[Items listed in a dataset]

※ ※ ※

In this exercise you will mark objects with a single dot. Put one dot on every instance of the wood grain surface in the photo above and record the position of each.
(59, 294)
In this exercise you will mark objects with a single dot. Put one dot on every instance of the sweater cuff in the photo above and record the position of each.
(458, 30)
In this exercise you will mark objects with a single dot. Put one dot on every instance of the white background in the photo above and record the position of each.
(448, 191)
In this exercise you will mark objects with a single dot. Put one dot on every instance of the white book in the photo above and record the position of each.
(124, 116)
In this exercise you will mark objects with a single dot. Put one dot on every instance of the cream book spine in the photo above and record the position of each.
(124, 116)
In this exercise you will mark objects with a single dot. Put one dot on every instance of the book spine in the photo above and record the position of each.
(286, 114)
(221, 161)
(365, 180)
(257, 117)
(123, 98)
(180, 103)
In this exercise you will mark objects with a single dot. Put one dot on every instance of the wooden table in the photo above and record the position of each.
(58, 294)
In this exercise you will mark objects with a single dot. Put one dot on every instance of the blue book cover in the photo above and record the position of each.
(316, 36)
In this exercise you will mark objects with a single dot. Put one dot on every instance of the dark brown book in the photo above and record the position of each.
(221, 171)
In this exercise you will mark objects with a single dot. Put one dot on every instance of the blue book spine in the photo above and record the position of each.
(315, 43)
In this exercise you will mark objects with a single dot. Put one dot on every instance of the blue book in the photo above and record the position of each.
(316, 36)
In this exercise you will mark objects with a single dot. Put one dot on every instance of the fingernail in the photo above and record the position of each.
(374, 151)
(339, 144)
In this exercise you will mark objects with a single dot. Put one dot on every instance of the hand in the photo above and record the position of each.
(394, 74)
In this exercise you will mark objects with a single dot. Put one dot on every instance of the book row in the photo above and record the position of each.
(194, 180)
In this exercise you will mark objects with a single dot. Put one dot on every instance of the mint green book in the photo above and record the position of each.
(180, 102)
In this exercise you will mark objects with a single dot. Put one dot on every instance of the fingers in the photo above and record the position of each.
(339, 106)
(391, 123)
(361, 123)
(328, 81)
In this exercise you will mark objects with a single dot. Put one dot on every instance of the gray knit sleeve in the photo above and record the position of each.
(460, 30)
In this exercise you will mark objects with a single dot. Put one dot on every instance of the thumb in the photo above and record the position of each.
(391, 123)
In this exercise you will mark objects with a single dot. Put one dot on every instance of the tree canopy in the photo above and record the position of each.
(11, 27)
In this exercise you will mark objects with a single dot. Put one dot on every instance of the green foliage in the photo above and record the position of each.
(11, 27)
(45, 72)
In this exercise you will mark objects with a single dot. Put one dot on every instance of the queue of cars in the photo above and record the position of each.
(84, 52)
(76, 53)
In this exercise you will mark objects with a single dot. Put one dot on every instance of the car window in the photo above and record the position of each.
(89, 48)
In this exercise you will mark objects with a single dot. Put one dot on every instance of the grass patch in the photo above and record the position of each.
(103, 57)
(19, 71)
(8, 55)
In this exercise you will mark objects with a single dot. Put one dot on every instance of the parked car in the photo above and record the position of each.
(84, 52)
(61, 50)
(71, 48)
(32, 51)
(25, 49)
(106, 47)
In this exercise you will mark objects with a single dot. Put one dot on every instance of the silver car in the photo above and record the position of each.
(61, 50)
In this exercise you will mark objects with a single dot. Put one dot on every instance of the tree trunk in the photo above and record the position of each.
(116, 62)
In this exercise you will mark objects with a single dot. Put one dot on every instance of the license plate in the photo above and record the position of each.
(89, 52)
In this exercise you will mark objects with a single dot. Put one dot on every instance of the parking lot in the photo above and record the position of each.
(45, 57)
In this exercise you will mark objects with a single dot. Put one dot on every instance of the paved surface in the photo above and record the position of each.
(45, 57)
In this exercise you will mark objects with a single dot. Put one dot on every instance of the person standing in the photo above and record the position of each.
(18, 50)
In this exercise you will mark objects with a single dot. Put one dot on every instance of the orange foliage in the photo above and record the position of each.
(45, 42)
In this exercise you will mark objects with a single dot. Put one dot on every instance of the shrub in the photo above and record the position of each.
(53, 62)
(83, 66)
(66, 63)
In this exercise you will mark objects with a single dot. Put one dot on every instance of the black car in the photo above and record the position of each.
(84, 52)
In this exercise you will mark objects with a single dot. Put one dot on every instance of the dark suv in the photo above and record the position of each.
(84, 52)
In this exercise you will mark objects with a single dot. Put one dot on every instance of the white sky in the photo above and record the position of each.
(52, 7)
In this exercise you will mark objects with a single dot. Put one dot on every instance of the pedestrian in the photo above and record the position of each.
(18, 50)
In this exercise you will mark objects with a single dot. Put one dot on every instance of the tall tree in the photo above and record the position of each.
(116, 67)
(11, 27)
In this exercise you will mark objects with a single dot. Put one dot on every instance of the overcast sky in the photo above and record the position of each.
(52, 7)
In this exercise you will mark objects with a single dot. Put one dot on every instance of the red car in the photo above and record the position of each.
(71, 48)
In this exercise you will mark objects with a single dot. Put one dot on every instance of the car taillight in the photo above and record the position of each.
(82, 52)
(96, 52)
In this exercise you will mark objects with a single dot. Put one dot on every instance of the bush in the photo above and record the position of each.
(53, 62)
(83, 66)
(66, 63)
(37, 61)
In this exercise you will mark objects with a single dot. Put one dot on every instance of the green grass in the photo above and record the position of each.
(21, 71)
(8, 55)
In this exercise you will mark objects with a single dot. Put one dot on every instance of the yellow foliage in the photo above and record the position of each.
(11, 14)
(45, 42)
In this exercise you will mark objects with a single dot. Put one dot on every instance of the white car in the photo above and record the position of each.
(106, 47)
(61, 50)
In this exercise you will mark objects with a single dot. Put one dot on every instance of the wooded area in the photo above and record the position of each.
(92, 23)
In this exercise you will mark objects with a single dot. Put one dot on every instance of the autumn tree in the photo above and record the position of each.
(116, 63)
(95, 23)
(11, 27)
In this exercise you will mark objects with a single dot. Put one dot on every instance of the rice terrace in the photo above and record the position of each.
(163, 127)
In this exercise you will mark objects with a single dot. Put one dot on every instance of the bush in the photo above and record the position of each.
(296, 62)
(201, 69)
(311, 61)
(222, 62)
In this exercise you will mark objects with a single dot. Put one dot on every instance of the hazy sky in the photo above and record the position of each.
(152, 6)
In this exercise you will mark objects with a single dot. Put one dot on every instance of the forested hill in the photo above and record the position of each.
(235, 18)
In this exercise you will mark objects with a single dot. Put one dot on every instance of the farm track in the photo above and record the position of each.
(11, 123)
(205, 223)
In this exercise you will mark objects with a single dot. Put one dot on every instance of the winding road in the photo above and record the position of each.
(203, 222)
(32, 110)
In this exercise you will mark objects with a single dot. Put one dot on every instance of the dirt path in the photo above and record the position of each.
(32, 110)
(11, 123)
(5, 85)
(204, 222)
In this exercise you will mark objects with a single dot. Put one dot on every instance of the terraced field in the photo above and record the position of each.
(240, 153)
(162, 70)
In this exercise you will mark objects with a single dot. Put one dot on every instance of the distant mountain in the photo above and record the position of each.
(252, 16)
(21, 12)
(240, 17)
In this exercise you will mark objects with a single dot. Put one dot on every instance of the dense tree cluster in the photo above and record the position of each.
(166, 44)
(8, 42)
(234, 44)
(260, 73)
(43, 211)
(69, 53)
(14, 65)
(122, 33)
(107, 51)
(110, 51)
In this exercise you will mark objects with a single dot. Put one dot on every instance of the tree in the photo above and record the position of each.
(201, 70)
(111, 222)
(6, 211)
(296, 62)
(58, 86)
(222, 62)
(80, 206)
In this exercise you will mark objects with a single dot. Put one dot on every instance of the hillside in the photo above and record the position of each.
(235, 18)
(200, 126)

※ ※ ※

• [What you should do] Please output the entire listing exactly as it stands.

• [Worked answer]
In this exercise you will mark objects with a single dot. Put one dot on every instance of the wood grain surface in the photo above and record the position of each.
(59, 294)
In this exercise you will mark objects with a single dot. Put one dot on every instance of the sweater cuff in the photo above and record the position of each.
(458, 30)
In this exercise you will mark objects with a single dot. Put one dot on every instance of the white background in the photo above and record the position of each.
(448, 191)
In this exercise you will mark objects with a single dot. Put one dot on every instance of the white book in the photo above and record the position of each.
(124, 116)
In this exercise you will mark objects with a single dot. Put one dot on every instance of the cream book spine in the photo above and record the position of each.
(124, 116)
In this exercise you will mark objects with a single dot. Put one dot on every instance of the book spine in the photo above and record the position of each.
(286, 114)
(221, 161)
(365, 180)
(257, 117)
(123, 98)
(180, 103)
In this exercise you will mark objects with a single dot. Put one dot on every instance of the wooden table in the photo above and record the position of each.
(58, 294)
In this exercise you will mark objects with a single dot. Put one dot on every instance of the blue book cover in the photo above and record the position of each.
(316, 36)
In this exercise you will mark objects with a single dot. Put one dot on every instance of the dark brown book in the photo above and record the position of each.
(221, 171)
In this exercise you will mark objects with a single dot. Put one dot on every instance of the blue book spine in the photo above and record the position of each.
(315, 43)
In this exercise you will mark objects with a single dot. Put one dot on every instance of the blue book in the photo above and record the position of each.
(316, 36)
In this exercise you will mark objects with a single dot. Put one dot on every instance of the fingernail in the photo above and record the position of each.
(374, 151)
(339, 144)
In this exercise you will mark objects with a single dot. Put one dot on every instance of the hand in the photo above and record the position of each.
(394, 74)
In this exercise you will mark objects with a single dot. Put one dot on every instance of the book row in the photo above and record the position of each.
(194, 180)
In this exercise you will mark objects with a single dot. Put one dot on every instance of the mint green book in the photo above and record the position of each.
(180, 102)
In this exercise you will mark objects with a single dot. Put one dot on every instance of the fingers in the photo above and record the position of each.
(339, 106)
(391, 123)
(361, 123)
(328, 81)
In this exercise you will mark objects with a single dot. Put one dot on every instance of the gray knit sleeve in the photo above and record the position of each.
(460, 30)
In this exercise you will mark objects with a single dot. Put one dot on every instance of the thumb in the photo above and record the position of each.
(391, 123)
In this exercise you will mark objects with a single dot. Put one dot on every instance of the tree canopy in the photo above and record the position of each.
(11, 27)
In this exercise you will mark objects with a single dot. Put one dot on every instance of the green foliage in the photo above and record the position of each.
(11, 27)
(45, 72)
In this exercise you will mark objects with a single dot. Put one dot on every instance of the queue of cars in the photo above and record the position of each.
(84, 52)
(76, 53)
In this exercise you will mark objects with a single dot. Put one dot on every instance of the car window in the photo above and record the position of each.
(89, 48)
In this exercise you will mark objects with a single dot. Put one dot on every instance of the grass patch in the photo above and record the position of each.
(103, 57)
(19, 71)
(8, 55)
In this exercise you will mark objects with a single dot. Put one dot on every instance of the parked car in the photo above and record the position of each.
(84, 52)
(61, 50)
(71, 48)
(32, 51)
(25, 49)
(106, 47)
In this exercise you will mark objects with a single dot. Put one dot on every instance of the silver car in the photo above and record the position of each.
(61, 50)
In this exercise you will mark objects with a single dot. Put one dot on every instance of the tree trunk in the photo above and record the position of each.
(116, 62)
In this exercise you will mark objects with a single dot. Put one dot on every instance of the license plate in the photo above and record the position of each.
(89, 52)
In this exercise you will mark objects with a single dot. Put one dot on every instance of the parking lot in the photo above and record the position of each.
(45, 57)
In this exercise you will mark objects with a single dot. Put one dot on every instance of the paved surface in the photo above and record the position of each.
(45, 57)
In this exercise you will mark objects with a single dot. Put one dot on every instance of the person standing in the photo above and record the position of each.
(18, 50)
In this exercise you will mark objects with a single dot. Put one dot on every instance of the orange foliage in the photo above and record the position of each.
(45, 42)
In this exercise you will mark objects with a single dot. Put one dot on every instance of the shrub in the photo above and record the position of each.
(53, 62)
(83, 66)
(66, 63)
In this exercise you will mark objects with a single dot. Put one dot on every instance of the black car in the photo above and record the position of each.
(84, 52)
In this exercise you will mark objects with a single dot. Put one dot on every instance of the dark suv in the photo above and record the position of each.
(84, 52)
In this exercise you will mark objects with a single dot. Put one dot on every instance of the white sky in the photo above and record the position of each.
(52, 7)
In this exercise you will mark objects with a single dot. Put one dot on every instance of the pedestrian in the photo above and record the position of each.
(18, 50)
In this exercise you will mark objects with a single dot. Put one dot on every instance of the tall tree in the photo above and record the position of each.
(116, 67)
(11, 27)
In this exercise you will mark objects with a single dot. Put one dot on every instance of the overcast sky in the photo above and record the position of each.
(52, 7)
In this exercise you will mark objects with a single dot. Put one dot on every instance of the red car in the photo above and record the position of each.
(71, 48)
In this exercise you will mark objects with a single dot. Put one dot on every instance of the car taillight in the photo above and record the position of each.
(82, 52)
(96, 52)
In this exercise you will mark objects with a single dot. Put one dot on every instance of the bush in the photo above and record the position of each.
(53, 62)
(83, 66)
(66, 63)
(37, 61)
In this exercise you will mark objects with a single dot. Put one dot on every instance of the green grass in the photo above and record the position of each.
(21, 71)
(8, 55)
In this exercise you will mark objects with a single dot. Put one dot on every instance of the yellow foliage in the photo above and record the position of each.
(11, 14)
(45, 42)
In this exercise you will mark objects with a single dot. Put one dot on every instance of the white car in the photo above and record the position of each.
(106, 47)
(61, 50)
In this exercise you will mark objects with a single dot. Put one dot on every instance of the wooded area in the photo above and record the position of each.
(92, 23)
In this exercise you will mark objects with a single dot. Put one dot on every instance of the autumn tree in the photo above and record the position of each.
(116, 63)
(95, 23)
(11, 27)
In this exercise you will mark objects with a single dot. Put one dot on every instance of the rice terrace in the photo above and record the position of each.
(163, 127)
In this exercise you will mark objects with a single dot. Put one dot on every instance of the bush in the photo above and record the position of each.
(296, 62)
(201, 69)
(311, 61)
(222, 62)
In this exercise you will mark objects with a single dot. Put one dot on every instance of the hazy sky in the photo above and record the position of each.
(152, 6)
In this exercise you will mark objects with a single dot. Put one dot on every instance of the forested hill in the photo above and record the position of each.
(235, 18)
In this exercise you will mark objects with a single dot. Put one dot on every instance of the farm track in the photo above and record the position of each.
(11, 123)
(205, 223)
In this exercise you will mark objects with a single dot. Put one dot on every instance of the winding road in the photo above and record the position of each.
(203, 222)
(32, 110)
In this exercise you will mark objects with a single dot. Put one dot on every instance of the dirt path in the photo above and record the position of each.
(32, 110)
(11, 123)
(5, 85)
(204, 222)
In this exercise you will mark objects with a single dot. Put one dot on every instance of the terraced field in the photo above and record the position of each.
(240, 153)
(162, 70)
In this exercise you will mark objects with a single dot. Put one dot on every instance of the distant mountain in the photo above and record the position of each.
(252, 16)
(21, 12)
(240, 17)
In this exercise you will mark objects with a single dot. Put one dot on every instance of the dense tree cluster in the photo above and record the position of each.
(166, 44)
(8, 42)
(234, 44)
(260, 73)
(43, 211)
(69, 53)
(14, 65)
(122, 33)
(107, 51)
(110, 51)
In this exercise you will mark objects with a single dot. Put one dot on every instance of the tree in the photo above and record the position of each.
(201, 70)
(111, 222)
(6, 211)
(296, 62)
(58, 86)
(222, 62)
(80, 206)
In this exercise you will mark objects with a single dot. Put one dot on every instance of the hillside in the photo above and record the position of each.
(235, 18)
(200, 126)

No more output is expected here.